=== WHAT TO PRODUCE ===
How many lines of the entries contain the word "panes"? Case counts; reply with the number alone.

=== EXERCISE INPUT ===

------

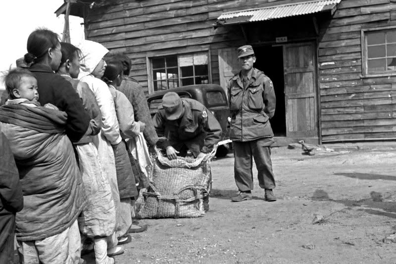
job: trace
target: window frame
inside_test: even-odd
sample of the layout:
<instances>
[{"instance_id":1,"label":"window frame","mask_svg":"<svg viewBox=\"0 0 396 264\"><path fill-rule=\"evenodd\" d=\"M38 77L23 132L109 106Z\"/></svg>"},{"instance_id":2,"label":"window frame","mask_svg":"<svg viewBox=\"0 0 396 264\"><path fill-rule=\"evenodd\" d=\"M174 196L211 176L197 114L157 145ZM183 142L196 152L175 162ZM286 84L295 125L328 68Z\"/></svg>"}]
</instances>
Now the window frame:
<instances>
[{"instance_id":1,"label":"window frame","mask_svg":"<svg viewBox=\"0 0 396 264\"><path fill-rule=\"evenodd\" d=\"M366 34L368 32L373 31L384 31L386 30L396 29L396 26L387 26L386 27L379 27L377 28L369 28L362 29L361 32L361 58L362 58L362 74L360 75L361 78L366 78L371 77L382 77L388 76L396 76L396 71L392 72L378 72L375 73L368 73L368 58L367 58L367 44Z\"/></svg>"},{"instance_id":2,"label":"window frame","mask_svg":"<svg viewBox=\"0 0 396 264\"><path fill-rule=\"evenodd\" d=\"M150 52L149 54L147 54L146 55L146 63L147 65L147 77L148 77L148 94L151 95L154 93L156 91L154 91L154 81L153 81L153 76L152 75L152 64L151 63L151 60L152 59L156 58L158 57L166 57L168 56L176 56L177 57L178 60L178 72L179 72L179 76L178 79L179 80L179 85L181 84L180 82L182 80L182 78L181 77L180 75L180 67L179 66L179 56L180 55L189 55L189 54L194 54L194 53L206 53L207 54L208 57L208 84L210 84L212 83L212 65L211 65L211 55L210 53L210 48L205 48L205 49L193 49L191 51L189 51L189 52L187 51L183 51L183 52L177 52L177 51L167 51L164 52L158 52L158 53L154 53L154 52ZM180 87L180 86L179 87Z\"/></svg>"}]
</instances>

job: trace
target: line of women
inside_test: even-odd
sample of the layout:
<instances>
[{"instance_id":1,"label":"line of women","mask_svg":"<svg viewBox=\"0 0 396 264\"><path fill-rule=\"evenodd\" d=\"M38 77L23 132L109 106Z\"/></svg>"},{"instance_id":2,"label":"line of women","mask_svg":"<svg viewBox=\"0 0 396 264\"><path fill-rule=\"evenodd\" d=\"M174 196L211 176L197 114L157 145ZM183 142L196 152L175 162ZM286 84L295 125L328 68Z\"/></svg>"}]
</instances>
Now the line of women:
<instances>
[{"instance_id":1,"label":"line of women","mask_svg":"<svg viewBox=\"0 0 396 264\"><path fill-rule=\"evenodd\" d=\"M51 111L66 117L54 124L40 116L43 124L57 128L46 130L34 125L37 119L10 121L4 112L29 106L0 107L0 131L10 142L24 201L16 218L20 260L84 263L83 241L86 250L94 250L96 263L114 263L112 257L123 253L121 245L131 241L139 193L128 141L145 128L115 88L122 80L122 63L105 61L109 51L99 43L84 41L75 46L47 29L32 32L27 47L25 61L37 81L35 107L50 103L56 108Z\"/></svg>"}]
</instances>

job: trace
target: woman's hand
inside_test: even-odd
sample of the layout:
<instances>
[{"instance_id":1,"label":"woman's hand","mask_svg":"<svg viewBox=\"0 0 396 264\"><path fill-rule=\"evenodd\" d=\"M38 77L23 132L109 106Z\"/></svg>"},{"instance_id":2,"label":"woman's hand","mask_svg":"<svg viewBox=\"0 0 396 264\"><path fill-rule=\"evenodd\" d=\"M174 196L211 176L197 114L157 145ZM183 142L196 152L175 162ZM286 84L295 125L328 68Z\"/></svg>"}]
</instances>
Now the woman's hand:
<instances>
[{"instance_id":1,"label":"woman's hand","mask_svg":"<svg viewBox=\"0 0 396 264\"><path fill-rule=\"evenodd\" d=\"M145 129L146 128L146 124L144 123L142 121L138 121L138 123L140 125L140 132L143 132L145 131Z\"/></svg>"}]
</instances>

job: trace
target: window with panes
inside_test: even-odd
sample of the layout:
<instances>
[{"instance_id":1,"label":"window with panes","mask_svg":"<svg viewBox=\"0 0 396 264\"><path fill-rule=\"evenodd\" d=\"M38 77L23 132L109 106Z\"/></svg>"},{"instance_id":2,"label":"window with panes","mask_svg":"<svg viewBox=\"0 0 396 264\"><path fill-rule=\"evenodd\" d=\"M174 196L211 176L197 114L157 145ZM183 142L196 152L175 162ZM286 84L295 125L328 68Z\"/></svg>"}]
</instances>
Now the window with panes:
<instances>
[{"instance_id":1,"label":"window with panes","mask_svg":"<svg viewBox=\"0 0 396 264\"><path fill-rule=\"evenodd\" d=\"M363 75L396 73L396 28L362 31Z\"/></svg>"},{"instance_id":2,"label":"window with panes","mask_svg":"<svg viewBox=\"0 0 396 264\"><path fill-rule=\"evenodd\" d=\"M154 91L209 83L207 52L157 57L151 59Z\"/></svg>"}]
</instances>

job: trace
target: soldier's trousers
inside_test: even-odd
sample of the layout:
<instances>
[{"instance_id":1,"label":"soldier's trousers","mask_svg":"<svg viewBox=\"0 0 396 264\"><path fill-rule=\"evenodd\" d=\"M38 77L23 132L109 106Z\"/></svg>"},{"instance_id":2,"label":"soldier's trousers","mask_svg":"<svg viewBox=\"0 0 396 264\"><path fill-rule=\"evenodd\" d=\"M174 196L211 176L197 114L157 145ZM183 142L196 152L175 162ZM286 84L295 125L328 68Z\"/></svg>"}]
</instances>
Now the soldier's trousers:
<instances>
[{"instance_id":1,"label":"soldier's trousers","mask_svg":"<svg viewBox=\"0 0 396 264\"><path fill-rule=\"evenodd\" d=\"M263 189L275 187L270 144L268 138L245 142L233 141L234 177L240 191L253 189L253 158L258 171L260 187Z\"/></svg>"}]
</instances>

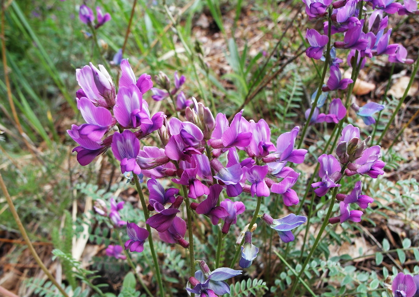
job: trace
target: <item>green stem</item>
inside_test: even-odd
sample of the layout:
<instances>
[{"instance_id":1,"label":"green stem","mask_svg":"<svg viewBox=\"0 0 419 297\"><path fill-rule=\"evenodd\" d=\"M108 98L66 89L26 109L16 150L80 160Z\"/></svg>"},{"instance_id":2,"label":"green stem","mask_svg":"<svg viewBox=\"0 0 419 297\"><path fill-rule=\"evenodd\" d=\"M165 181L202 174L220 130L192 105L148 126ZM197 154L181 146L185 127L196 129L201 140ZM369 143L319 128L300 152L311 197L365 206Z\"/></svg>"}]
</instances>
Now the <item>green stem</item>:
<instances>
[{"instance_id":1,"label":"green stem","mask_svg":"<svg viewBox=\"0 0 419 297\"><path fill-rule=\"evenodd\" d=\"M119 234L119 231L116 231L116 234L118 236L118 241L119 242L119 244L121 245L121 246L124 246L124 243L122 242L122 239L121 238L121 234ZM134 274L135 275L135 277L137 277L137 279L138 280L138 282L141 284L141 286L144 289L144 291L147 293L147 294L150 297L154 297L153 294L151 294L151 292L150 290L148 289L148 288L146 287L145 284L144 284L144 282L142 281L142 279L141 277L140 276L140 275L137 273L137 270L135 269L135 265L134 265L134 263L132 262L132 259L131 259L131 256L129 255L129 253L128 253L128 251L127 250L124 250L124 253L125 254L125 256L127 257L127 261L128 262L128 265L129 265L131 268L132 269L132 270L134 271Z\"/></svg>"},{"instance_id":2,"label":"green stem","mask_svg":"<svg viewBox=\"0 0 419 297\"><path fill-rule=\"evenodd\" d=\"M391 115L391 117L390 118L390 119L388 121L388 122L387 123L387 124L386 125L385 128L384 128L384 130L381 133L381 135L380 135L380 138L378 139L378 141L377 142L377 143L380 143L381 142L381 140L383 140L383 137L387 133L388 128L390 128L390 125L393 123L393 121L394 120L394 118L396 117L396 114L397 114L397 112L398 112L399 109L400 109L400 107L401 107L401 104L403 104L403 102L404 102L404 99L406 98L406 96L407 96L407 93L409 91L409 89L410 89L410 87L411 86L412 84L413 83L413 81L414 80L415 76L416 75L416 72L417 72L418 71L418 66L419 66L419 57L418 57L418 58L416 58L416 62L415 63L414 66L413 67L413 71L412 71L412 74L410 76L410 80L409 81L409 83L407 85L407 87L406 88L406 89L404 91L404 94L403 94L403 96L400 99L400 101L399 101L397 107L396 107L396 109L393 112L393 114Z\"/></svg>"},{"instance_id":3,"label":"green stem","mask_svg":"<svg viewBox=\"0 0 419 297\"><path fill-rule=\"evenodd\" d=\"M222 236L222 232L220 229L218 229L218 241L217 243L217 256L215 258L215 269L220 267L220 258L221 254L221 247L222 246L222 240L224 236Z\"/></svg>"},{"instance_id":4,"label":"green stem","mask_svg":"<svg viewBox=\"0 0 419 297\"><path fill-rule=\"evenodd\" d=\"M341 173L343 174L344 172L345 169L346 168L347 164L345 164L344 166L342 167L342 169L341 170ZM342 179L342 178L343 175L337 181L336 183L339 183L339 182ZM338 193L338 187L335 187L333 189L333 192L332 194L331 197L331 201L330 203L330 205L329 206L329 209L327 211L327 213L326 214L326 216L324 218L324 220L323 221L323 223L322 224L321 227L320 228L320 230L318 232L318 234L317 234L317 237L316 237L316 240L314 241L314 243L313 244L313 246L311 247L311 249L310 250L310 252L308 254L308 256L307 256L307 258L305 259L305 261L304 261L304 264L303 264L303 267L301 267L301 271L300 272L300 273L298 274L298 277L297 277L297 281L295 281L294 283L294 285L292 286L292 289L291 289L291 292L290 294L290 296L295 296L294 293L295 292L295 289L297 289L297 285L298 283L298 280L299 280L300 278L301 277L301 275L303 275L303 273L304 272L304 269L305 269L305 267L307 266L308 262L310 261L310 259L311 259L311 256L313 256L313 254L314 253L317 247L317 245L318 244L319 241L320 239L321 238L321 235L323 233L323 231L324 231L324 229L326 228L326 226L327 224L329 223L329 219L330 218L330 216L332 214L332 211L333 210L333 206L335 205L335 202L336 202L336 195Z\"/></svg>"},{"instance_id":5,"label":"green stem","mask_svg":"<svg viewBox=\"0 0 419 297\"><path fill-rule=\"evenodd\" d=\"M142 194L142 190L141 188L141 185L140 184L140 180L138 176L135 173L133 173L134 175L134 180L135 182L135 186L137 187L137 191L138 192L138 195L140 196L140 200L141 202L141 206L142 207L142 211L144 213L144 218L147 221L150 217L148 214L148 210L147 208L147 206L145 204L145 200L144 199L144 195ZM163 287L163 282L161 280L161 275L160 274L160 267L158 265L158 261L157 261L157 256L156 255L155 251L154 249L154 244L153 243L153 236L151 236L151 228L148 224L145 224L147 231L150 233L148 236L148 243L150 246L150 251L151 252L151 256L153 258L153 262L154 263L154 268L156 271L156 277L157 279L157 282L158 284L159 290L161 297L165 297L164 289Z\"/></svg>"},{"instance_id":6,"label":"green stem","mask_svg":"<svg viewBox=\"0 0 419 297\"><path fill-rule=\"evenodd\" d=\"M284 262L284 264L286 265L287 267L288 268L288 269L291 271L294 275L296 277L297 276L297 272L295 271L292 267L291 267L291 266L288 264L285 259L282 258L282 256L279 254L279 253L276 251L274 251L274 252L277 254L277 256L278 256L278 257L279 258L281 261ZM311 290L311 289L310 289L310 287L308 286L308 285L301 277L298 277L297 278L298 280L299 280L301 283L303 284L303 285L304 286L306 289L307 289L307 291L310 292L310 294L311 294L311 295L313 296L313 297L317 297L317 295L314 294L314 292Z\"/></svg>"},{"instance_id":7,"label":"green stem","mask_svg":"<svg viewBox=\"0 0 419 297\"><path fill-rule=\"evenodd\" d=\"M253 225L256 222L256 219L258 218L258 215L259 214L259 210L261 208L261 204L262 204L262 198L263 197L258 197L258 202L257 204L256 205L256 209L255 210L255 213L253 214L253 217L252 218L252 220L250 221L250 223L249 224L249 227L248 228L248 231L250 231L251 230ZM240 243L240 244L237 246L235 254L234 254L234 257L233 258L233 260L231 261L231 264L230 264L230 268L232 269L234 267L234 264L235 264L236 261L237 261L237 258L238 258L239 254L240 253L241 250L240 248L243 245L243 243L244 243L244 237L243 237L243 239L241 240L241 242Z\"/></svg>"},{"instance_id":8,"label":"green stem","mask_svg":"<svg viewBox=\"0 0 419 297\"><path fill-rule=\"evenodd\" d=\"M304 127L303 129L303 132L301 132L301 138L300 140L300 142L298 142L298 146L297 147L297 149L301 148L301 146L304 141L304 137L305 136L305 133L307 132L307 128L308 127L309 125L310 125L310 120L311 119L311 117L313 117L314 110L317 106L317 101L318 100L318 99L320 97L320 94L321 94L321 89L323 87L323 82L324 81L324 78L326 76L326 72L327 72L328 66L329 65L329 59L330 58L330 43L332 27L332 19L331 18L330 16L332 14L331 12L331 8L329 8L329 16L328 17L329 25L327 30L327 37L328 38L329 41L327 42L327 47L326 49L326 59L324 62L324 67L323 67L323 73L321 74L321 79L320 79L320 82L318 84L318 87L317 88L317 94L316 94L314 102L313 102L313 105L311 106L310 114L309 114L308 118L307 119L307 120L305 122L305 124L304 125Z\"/></svg>"}]
</instances>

------

=== COMPLETE RESPONSE ===
4